• Exercise input:
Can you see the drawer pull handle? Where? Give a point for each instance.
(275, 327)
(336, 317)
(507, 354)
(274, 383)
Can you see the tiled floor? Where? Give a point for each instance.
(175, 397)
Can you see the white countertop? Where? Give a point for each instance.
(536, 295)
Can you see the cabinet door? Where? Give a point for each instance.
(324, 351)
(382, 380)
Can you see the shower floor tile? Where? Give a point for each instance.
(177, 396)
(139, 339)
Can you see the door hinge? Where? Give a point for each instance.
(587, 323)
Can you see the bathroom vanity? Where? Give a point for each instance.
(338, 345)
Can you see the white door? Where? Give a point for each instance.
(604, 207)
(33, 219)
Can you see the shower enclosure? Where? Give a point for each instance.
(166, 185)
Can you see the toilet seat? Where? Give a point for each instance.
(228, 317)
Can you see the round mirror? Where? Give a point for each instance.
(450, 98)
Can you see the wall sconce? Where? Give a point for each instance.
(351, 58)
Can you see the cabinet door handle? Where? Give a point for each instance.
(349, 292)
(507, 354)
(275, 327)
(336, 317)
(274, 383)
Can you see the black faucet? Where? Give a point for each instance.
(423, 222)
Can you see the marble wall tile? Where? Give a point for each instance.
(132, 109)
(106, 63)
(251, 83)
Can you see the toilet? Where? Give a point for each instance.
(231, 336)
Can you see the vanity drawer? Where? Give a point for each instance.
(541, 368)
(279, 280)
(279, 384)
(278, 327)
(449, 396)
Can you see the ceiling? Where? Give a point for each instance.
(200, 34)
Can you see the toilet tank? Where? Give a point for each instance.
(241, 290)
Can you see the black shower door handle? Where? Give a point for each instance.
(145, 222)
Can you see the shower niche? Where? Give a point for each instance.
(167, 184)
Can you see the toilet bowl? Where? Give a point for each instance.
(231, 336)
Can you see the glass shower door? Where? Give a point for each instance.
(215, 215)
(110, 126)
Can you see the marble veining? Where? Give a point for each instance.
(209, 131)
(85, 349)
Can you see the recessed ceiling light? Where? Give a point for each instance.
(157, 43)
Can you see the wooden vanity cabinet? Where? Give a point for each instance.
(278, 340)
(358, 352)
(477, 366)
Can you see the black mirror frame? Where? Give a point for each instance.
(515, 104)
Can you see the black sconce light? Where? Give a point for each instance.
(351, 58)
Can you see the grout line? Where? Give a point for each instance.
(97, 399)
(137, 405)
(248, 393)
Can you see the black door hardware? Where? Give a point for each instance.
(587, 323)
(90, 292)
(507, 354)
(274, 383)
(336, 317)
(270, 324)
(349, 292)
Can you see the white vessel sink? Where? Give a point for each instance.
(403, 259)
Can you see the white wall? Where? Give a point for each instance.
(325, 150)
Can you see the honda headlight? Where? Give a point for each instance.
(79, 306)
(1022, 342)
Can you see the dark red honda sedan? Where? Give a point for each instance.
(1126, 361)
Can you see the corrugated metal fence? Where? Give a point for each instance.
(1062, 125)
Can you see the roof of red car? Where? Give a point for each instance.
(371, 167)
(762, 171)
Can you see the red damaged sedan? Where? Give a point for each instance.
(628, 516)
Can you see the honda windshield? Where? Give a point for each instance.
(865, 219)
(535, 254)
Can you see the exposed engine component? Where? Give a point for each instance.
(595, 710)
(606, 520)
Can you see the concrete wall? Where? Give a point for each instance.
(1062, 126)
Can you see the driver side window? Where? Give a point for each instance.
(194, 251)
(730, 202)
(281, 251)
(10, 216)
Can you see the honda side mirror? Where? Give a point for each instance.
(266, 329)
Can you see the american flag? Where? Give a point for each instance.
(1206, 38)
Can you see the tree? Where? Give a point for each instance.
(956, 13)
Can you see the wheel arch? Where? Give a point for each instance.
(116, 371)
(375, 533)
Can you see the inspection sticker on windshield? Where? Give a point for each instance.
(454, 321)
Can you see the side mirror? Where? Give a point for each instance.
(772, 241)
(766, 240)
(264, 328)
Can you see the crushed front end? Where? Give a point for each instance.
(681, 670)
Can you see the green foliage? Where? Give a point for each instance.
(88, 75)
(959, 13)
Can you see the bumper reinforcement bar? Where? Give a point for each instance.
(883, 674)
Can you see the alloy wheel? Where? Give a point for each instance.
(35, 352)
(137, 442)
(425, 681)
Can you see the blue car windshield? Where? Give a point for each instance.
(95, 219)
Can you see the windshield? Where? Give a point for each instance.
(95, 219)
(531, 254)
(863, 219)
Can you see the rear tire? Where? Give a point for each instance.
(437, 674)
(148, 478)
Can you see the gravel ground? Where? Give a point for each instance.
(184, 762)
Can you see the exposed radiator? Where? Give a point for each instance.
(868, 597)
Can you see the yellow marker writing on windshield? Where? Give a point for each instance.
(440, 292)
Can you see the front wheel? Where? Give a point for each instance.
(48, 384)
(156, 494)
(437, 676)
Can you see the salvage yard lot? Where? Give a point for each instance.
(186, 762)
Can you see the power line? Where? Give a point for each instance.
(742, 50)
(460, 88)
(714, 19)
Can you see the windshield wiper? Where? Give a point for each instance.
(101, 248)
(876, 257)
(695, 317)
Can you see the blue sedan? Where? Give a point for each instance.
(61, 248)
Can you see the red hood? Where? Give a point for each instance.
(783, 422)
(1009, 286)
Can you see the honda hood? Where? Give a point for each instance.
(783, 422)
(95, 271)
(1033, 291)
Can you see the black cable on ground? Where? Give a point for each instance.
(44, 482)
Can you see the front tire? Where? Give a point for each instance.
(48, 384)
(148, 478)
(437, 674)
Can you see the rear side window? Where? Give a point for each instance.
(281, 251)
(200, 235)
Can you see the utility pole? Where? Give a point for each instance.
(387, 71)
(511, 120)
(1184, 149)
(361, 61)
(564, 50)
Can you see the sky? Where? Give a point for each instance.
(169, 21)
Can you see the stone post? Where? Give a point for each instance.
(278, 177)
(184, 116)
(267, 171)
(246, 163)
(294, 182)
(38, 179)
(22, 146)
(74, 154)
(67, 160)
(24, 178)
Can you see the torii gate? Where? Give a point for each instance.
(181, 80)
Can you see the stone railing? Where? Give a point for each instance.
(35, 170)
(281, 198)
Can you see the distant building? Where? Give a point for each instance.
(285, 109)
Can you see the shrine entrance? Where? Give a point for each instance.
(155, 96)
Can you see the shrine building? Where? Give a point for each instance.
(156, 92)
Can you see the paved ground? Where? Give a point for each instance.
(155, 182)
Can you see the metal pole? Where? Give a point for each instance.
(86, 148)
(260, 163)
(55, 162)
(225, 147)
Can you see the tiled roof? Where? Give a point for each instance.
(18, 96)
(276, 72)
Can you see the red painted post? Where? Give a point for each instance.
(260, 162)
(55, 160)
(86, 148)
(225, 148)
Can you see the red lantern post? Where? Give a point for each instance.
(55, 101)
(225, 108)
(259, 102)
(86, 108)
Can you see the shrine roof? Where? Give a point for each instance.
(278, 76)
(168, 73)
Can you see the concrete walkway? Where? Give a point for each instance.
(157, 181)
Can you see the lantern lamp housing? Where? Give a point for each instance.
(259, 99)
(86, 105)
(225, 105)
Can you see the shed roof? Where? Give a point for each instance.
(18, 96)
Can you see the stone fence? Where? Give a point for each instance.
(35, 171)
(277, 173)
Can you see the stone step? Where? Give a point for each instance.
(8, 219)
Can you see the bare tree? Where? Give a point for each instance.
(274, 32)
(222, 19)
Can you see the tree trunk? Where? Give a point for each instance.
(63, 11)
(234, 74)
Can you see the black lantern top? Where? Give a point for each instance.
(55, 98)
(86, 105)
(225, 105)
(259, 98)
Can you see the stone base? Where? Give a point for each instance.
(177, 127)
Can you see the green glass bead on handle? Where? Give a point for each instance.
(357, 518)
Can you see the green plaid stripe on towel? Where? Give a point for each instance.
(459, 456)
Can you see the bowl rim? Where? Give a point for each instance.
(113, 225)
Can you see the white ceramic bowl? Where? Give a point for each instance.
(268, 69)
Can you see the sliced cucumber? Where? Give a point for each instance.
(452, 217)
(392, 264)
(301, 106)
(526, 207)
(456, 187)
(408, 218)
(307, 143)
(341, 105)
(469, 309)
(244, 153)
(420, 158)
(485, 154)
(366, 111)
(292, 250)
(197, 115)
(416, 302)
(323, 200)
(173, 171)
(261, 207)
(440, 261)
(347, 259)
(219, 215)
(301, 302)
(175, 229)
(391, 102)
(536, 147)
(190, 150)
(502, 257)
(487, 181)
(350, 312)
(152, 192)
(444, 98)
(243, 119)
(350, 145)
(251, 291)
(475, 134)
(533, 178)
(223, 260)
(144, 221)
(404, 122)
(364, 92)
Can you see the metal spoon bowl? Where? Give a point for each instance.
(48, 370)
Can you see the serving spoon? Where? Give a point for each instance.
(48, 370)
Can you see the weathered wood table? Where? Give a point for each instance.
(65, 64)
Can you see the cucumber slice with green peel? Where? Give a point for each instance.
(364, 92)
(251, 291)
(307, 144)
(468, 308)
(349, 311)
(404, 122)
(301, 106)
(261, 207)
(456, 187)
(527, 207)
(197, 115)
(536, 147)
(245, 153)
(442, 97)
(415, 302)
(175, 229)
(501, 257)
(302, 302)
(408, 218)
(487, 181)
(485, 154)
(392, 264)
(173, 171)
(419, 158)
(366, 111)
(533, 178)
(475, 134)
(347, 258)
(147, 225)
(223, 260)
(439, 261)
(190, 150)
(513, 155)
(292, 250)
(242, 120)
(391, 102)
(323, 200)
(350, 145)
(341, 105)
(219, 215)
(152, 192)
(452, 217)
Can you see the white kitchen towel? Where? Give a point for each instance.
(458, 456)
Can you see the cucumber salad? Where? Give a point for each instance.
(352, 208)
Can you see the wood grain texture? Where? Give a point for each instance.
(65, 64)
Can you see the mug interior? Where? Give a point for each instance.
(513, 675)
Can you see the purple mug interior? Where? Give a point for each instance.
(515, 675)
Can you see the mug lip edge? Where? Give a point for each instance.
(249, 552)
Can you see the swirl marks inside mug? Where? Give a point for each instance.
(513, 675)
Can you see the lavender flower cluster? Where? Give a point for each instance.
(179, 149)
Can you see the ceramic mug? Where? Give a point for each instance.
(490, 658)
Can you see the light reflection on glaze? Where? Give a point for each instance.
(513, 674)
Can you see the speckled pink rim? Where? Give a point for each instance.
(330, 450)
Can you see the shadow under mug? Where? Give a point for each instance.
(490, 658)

• Written request:
Reproduce only those lines of the entries above that run from the line with "Can you see the white kitchen" to the final line.

• Response:
Can you see the white kitchen towel? Where? Give a point for each instance.
(458, 456)
Can you see the cucumber salad? Where? Give a point for each instance.
(352, 208)
Can you see the wood grain texture? Where? Give a point for each instance.
(65, 64)
Can you see the mug interior? Where? Give a point for each instance.
(513, 675)
Can you see the purple mug interior? Where? Give a point for each instance.
(515, 675)
Can you see the mug lip edge? Where? Give a point for each instance.
(249, 552)
Can you see the swirl marks inside mug? Where? Give a point for each instance.
(513, 675)
Can you see the lavender flower cluster? Where? Give a point for each instance.
(179, 149)
Can you see the ceramic mug? Where? Give a point for each instance.
(490, 658)
Can you see the light reflection on glaze? Where? Give a point for each instance.
(513, 674)
Can you see the speckled pink rim? Where? Give a point for each instance.
(330, 450)
Can you see the shadow under mug? Where? Give a point for each instance.
(490, 658)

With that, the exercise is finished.